**PROBLEM DESCRIPTION**
Retype the lines below word for word, keeping every character, space, and line break unchanged.

___ RECORDS FOR THE TASK

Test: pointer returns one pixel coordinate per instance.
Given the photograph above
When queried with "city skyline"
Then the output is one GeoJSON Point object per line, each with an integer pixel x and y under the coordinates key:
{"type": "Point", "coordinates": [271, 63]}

______

**SOLUTION TO THIS EXERCISE**
Test: pointer returns one pixel coordinate per instance.
Given the photograph above
When queried with "city skyline"
Then the output is one GeoJSON Point object per line, each with an integer pixel x and y under the coordinates key:
{"type": "Point", "coordinates": [271, 63]}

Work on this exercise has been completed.